* **Extrait à lire**:
Nouvelle prouesse de l’intelligence artificielle (IA) en radiologie : des chercheurs d’IBM et de l’université de Haifa en Israël ont publié, ce mardi 18 juin, dans la revue « Radiology » un article scientifique portant sur un système informatique de détection du cancer du sein. « L’algorithme […] peut être appliqué pour évaluer le cancer du sein à des niveaux comparables à ceux de radiologues », indiquent les auteurs.
Le logiciel parvient à prévoir la présence d’une tumeur un an avant une confirmation par biopsie (prélèvement de tissus). Il identifie correctement le développement d’un cancer du sein dans 77,3 % des cas, et parvient à écarter les cas non cancéreux avec un taux de 87 %.
Combiner des données différentes
Pour mettre au point l’algorithme, les chercheurs ont utilisé « l’apprentissage profond ». Cette technique est à l’origine du retour en grâce de l’IA ces dernières années car elle s’est avérée très performante pour reconnaître des objets dans des images. Elle utilise pour cela des « réseaux de neurones artificiels » qui reproduisent grossièrement le fonctionnement de nos propres neurones.

* **Matériel fourni**:
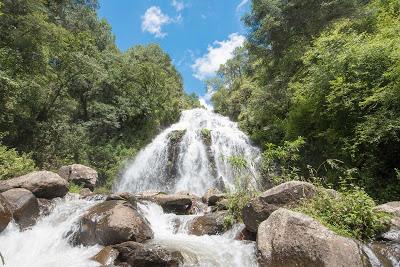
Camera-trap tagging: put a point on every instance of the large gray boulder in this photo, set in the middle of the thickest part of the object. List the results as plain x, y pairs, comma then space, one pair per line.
289, 238
79, 174
112, 222
42, 184
171, 203
139, 255
208, 224
23, 205
5, 213
283, 195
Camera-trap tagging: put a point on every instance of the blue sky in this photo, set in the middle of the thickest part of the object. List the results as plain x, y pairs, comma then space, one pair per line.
199, 35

* **Consignes**:
1. D'après l'extrait, dans quelle revue les chercheurs ont-ils publié leur article sur la détection du cancer du sein ?
2. Relevez tous les nombres écrits en chiffres dans l'extrait.

* **Corrigé**:
1. Dans la revue « Radiology ».

2.
- 18 (dans « ce mardi 18 juin »)
- 77,3 %
- 87 %